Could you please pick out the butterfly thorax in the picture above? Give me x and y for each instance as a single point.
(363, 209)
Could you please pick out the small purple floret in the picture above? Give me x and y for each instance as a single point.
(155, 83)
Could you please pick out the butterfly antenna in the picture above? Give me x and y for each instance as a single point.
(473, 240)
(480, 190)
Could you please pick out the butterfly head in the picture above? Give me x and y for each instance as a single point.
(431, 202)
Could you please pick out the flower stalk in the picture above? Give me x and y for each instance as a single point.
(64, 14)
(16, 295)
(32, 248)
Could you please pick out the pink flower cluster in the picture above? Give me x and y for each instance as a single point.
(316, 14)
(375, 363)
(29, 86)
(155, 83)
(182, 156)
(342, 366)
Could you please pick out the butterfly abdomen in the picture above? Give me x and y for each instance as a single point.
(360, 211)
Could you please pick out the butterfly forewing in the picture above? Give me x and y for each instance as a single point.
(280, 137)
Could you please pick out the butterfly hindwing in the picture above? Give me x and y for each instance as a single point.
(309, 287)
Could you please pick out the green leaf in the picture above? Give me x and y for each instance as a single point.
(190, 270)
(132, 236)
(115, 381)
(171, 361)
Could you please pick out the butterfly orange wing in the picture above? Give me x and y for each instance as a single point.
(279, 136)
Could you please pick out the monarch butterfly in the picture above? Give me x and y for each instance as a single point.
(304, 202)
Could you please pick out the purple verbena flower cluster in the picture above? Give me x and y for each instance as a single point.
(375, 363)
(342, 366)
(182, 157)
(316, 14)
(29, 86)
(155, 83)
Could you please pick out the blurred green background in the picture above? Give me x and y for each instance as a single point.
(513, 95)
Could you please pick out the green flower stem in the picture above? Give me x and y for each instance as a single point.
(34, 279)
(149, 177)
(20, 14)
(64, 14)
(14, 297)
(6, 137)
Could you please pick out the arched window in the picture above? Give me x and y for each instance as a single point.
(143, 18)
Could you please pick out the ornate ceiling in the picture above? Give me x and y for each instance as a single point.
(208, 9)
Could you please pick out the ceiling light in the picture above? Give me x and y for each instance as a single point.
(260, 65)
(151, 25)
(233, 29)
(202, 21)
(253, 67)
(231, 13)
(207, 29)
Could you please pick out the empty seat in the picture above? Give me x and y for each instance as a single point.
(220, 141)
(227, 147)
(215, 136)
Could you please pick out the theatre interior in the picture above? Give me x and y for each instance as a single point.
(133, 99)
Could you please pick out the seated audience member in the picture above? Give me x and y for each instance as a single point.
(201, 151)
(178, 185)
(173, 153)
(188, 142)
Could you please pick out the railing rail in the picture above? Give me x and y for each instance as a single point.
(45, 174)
++++
What is expected
Copy exactly the lines that begin with the one containing "Could you please pick out the railing" and continue to the end of the records, both included, and nothing more.

Exercise response
Could you please pick out the railing rail in the picture above? Give me x and y for each instance as a single point.
(45, 174)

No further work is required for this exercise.